(Data for review Opens)

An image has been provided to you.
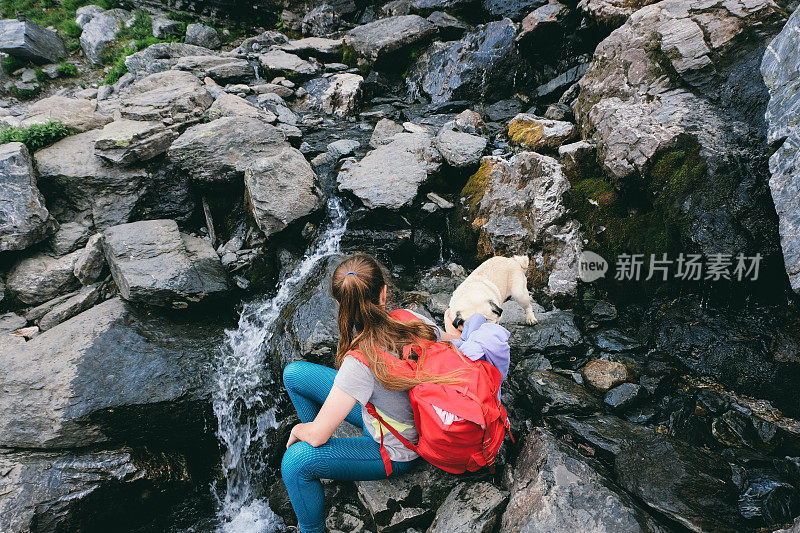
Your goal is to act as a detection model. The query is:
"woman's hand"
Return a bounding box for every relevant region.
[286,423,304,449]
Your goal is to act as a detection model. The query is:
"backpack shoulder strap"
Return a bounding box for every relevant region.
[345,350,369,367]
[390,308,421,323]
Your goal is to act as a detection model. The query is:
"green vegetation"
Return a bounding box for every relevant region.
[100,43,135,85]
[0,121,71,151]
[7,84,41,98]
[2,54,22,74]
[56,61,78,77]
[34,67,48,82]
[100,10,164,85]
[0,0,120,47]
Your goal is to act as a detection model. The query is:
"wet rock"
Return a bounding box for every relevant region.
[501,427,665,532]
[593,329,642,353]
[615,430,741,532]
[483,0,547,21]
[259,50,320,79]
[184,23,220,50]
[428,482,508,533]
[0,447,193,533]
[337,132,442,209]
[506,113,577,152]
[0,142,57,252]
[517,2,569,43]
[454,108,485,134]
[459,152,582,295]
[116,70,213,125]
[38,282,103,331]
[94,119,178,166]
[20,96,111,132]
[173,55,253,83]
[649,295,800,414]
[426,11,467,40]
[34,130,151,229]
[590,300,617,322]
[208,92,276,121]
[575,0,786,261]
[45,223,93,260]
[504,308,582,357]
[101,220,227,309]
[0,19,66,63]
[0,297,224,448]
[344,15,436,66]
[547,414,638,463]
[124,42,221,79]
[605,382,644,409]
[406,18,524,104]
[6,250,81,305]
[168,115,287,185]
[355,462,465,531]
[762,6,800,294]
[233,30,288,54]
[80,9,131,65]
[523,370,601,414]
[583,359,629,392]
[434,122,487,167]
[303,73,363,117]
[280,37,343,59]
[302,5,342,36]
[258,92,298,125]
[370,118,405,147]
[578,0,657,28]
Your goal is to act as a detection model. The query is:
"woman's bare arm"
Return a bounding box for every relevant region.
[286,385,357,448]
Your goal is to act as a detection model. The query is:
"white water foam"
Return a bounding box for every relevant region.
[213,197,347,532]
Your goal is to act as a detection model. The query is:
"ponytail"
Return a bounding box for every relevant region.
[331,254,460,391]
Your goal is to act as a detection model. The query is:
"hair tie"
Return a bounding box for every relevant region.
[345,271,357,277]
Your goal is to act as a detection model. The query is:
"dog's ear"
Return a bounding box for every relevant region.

(Data for review Closes)

### Your instructions
Repeat exactly, please: transcribe each entry and leave out the pictures.

### Written reply
An image has been provided to you.
Your goal is to act as a detection model. The query is:
"woman's hand"
Return a bounding box for every relevant region.
[286,423,304,449]
Your goal is to act as a detection model. The query is:
"backpack shoulder strap"
Return a bounding box for every relevant region.
[345,350,369,367]
[390,308,421,323]
Your goal is to act as a detection model. The query is:
"green vegetation"
Return a bounding box for every relevant region.
[100,43,135,85]
[0,121,71,151]
[7,84,41,98]
[2,54,22,74]
[56,61,78,77]
[34,67,48,82]
[100,10,164,85]
[0,0,120,47]
Your goal is to act as a detection model. The query is:
"wet rock"
Return a bounding box for every relevant region.
[501,427,665,532]
[593,329,642,353]
[615,430,741,532]
[483,0,547,21]
[259,50,320,79]
[184,23,220,50]
[428,482,508,533]
[0,447,193,533]
[337,132,442,209]
[506,113,577,152]
[0,142,57,252]
[517,2,569,43]
[454,108,485,134]
[459,152,582,295]
[116,70,213,125]
[38,282,103,331]
[94,119,178,166]
[20,96,111,132]
[173,55,253,83]
[649,295,800,414]
[426,11,467,40]
[34,130,151,229]
[590,300,617,322]
[208,92,276,121]
[575,0,786,261]
[45,223,93,260]
[504,308,582,357]
[101,220,227,309]
[0,19,66,63]
[0,297,224,448]
[344,15,436,66]
[547,414,638,463]
[124,42,221,79]
[605,382,644,409]
[406,18,524,104]
[6,250,81,305]
[168,115,287,185]
[355,462,465,531]
[762,6,800,294]
[233,30,288,54]
[80,9,131,65]
[523,370,601,414]
[583,359,629,392]
[434,122,487,167]
[303,73,363,117]
[280,37,343,59]
[302,5,342,36]
[258,92,298,125]
[370,118,405,147]
[578,0,657,28]
Your goal is to act as a detection model. The query is:
"woman's bare arm"
Return a bounding box for every relevant region.
[286,385,357,448]
Your goal is to act as a detection model. The query is:
"white water foam"
Return a bounding box for every relevant region.
[213,197,347,532]
Your goal is to act as a detection model. The query is:
"ponytail"
Return a bounding box for every relevant region.
[331,254,460,391]
Your goal is to act as a detection model. The query is:
"hair tie"
Return a bounding box for every relevant region.
[345,271,357,277]
Your goal is to act as a detection model. The query is:
"dog's ear"
Return a bounding box for every relevant region.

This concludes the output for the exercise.